■ **Your goal**
Copy only the rows from the line containing "Note: point out the woman carrying" through the end of the rows, keeping the requests unchanged. Scale every point coordinate in the answers by 1.8, rounding each to a whole number with halves rounded up, and leave out the pictures.

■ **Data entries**
----------

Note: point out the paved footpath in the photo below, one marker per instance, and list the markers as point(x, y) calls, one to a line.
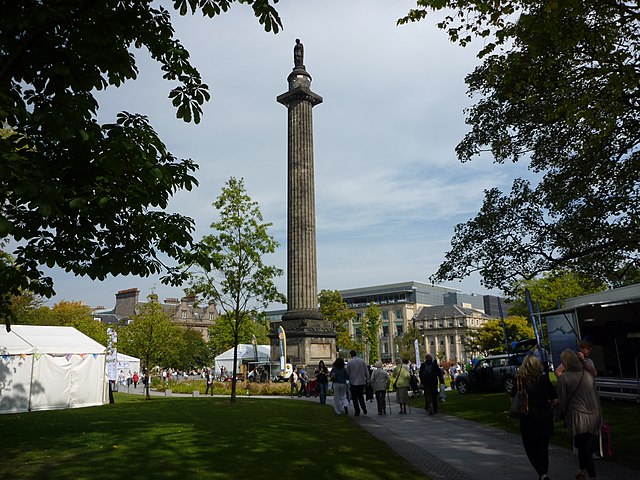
point(444, 447)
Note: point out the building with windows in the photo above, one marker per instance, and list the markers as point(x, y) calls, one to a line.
point(443, 328)
point(443, 315)
point(405, 303)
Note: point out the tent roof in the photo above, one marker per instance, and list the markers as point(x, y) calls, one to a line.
point(128, 358)
point(245, 350)
point(62, 340)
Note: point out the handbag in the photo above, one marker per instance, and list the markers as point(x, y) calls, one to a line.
point(520, 401)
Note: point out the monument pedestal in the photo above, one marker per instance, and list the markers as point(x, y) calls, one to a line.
point(309, 338)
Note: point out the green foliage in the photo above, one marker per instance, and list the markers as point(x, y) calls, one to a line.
point(152, 337)
point(228, 263)
point(336, 310)
point(85, 196)
point(489, 339)
point(222, 333)
point(551, 290)
point(556, 87)
point(195, 353)
point(66, 314)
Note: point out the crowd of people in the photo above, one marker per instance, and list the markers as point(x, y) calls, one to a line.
point(575, 401)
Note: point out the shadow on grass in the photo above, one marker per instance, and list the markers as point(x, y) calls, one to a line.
point(194, 438)
point(491, 409)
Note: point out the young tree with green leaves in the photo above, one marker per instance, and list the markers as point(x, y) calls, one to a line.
point(229, 265)
point(85, 196)
point(557, 87)
point(153, 337)
point(195, 353)
point(336, 310)
point(551, 290)
point(371, 325)
point(221, 333)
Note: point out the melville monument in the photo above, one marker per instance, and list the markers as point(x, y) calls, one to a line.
point(309, 338)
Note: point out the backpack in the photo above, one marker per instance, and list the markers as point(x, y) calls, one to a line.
point(428, 373)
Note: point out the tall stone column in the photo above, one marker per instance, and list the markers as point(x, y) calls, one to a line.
point(309, 337)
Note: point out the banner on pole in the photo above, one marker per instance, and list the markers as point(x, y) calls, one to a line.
point(283, 347)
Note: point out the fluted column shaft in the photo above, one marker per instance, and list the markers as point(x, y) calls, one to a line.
point(302, 280)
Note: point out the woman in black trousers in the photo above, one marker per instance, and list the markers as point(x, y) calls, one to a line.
point(537, 427)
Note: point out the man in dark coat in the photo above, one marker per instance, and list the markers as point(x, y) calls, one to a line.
point(430, 374)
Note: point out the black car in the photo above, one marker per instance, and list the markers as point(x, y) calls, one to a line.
point(495, 372)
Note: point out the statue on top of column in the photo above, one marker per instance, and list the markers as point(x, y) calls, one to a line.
point(298, 54)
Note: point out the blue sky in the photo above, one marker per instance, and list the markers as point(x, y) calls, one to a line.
point(389, 189)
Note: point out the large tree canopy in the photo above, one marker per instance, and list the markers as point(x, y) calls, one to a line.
point(77, 194)
point(559, 86)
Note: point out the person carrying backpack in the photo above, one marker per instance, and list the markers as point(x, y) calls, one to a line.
point(430, 374)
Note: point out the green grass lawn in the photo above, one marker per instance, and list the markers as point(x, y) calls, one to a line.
point(194, 438)
point(491, 409)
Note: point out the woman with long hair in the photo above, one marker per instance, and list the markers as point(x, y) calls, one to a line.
point(339, 378)
point(536, 428)
point(580, 407)
point(322, 377)
point(401, 379)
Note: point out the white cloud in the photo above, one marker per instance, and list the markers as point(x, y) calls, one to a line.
point(389, 189)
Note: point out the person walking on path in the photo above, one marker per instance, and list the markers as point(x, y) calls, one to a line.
point(580, 407)
point(358, 373)
point(209, 375)
point(537, 427)
point(430, 374)
point(339, 378)
point(380, 384)
point(293, 381)
point(322, 377)
point(401, 381)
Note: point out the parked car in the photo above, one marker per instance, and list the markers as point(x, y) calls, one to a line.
point(495, 372)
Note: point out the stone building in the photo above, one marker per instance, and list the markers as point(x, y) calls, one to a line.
point(443, 328)
point(401, 304)
point(186, 312)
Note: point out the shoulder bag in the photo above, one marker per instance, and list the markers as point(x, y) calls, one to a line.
point(520, 401)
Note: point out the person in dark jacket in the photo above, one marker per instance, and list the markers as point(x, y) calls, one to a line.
point(430, 375)
point(537, 427)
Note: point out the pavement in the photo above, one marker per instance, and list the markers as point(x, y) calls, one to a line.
point(449, 448)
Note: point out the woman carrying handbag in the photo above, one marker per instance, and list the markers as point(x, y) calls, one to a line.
point(536, 427)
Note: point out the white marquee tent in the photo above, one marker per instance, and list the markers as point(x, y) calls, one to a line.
point(46, 368)
point(127, 362)
point(246, 354)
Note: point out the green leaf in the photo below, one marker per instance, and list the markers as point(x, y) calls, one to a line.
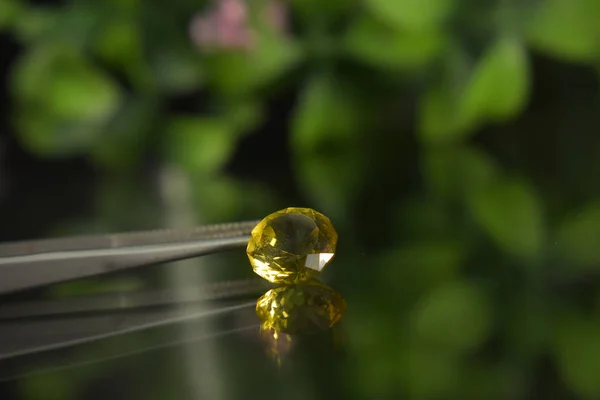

----------

■ **Written answer**
Note: point out the woman carrying handbag in the photo above, one marker per instance, and list the markers as point(x, y) calls, one to a line.
point(965, 769)
Note: point out the white marquee tent in the photo above, one marker per instance, and list the markers as point(x, y) calls, one to a line.
point(83, 662)
point(229, 652)
point(443, 637)
Note: point out the green leaf in the photo below, one marker per instance, and list the markers as point(x, y) calls, one to a line.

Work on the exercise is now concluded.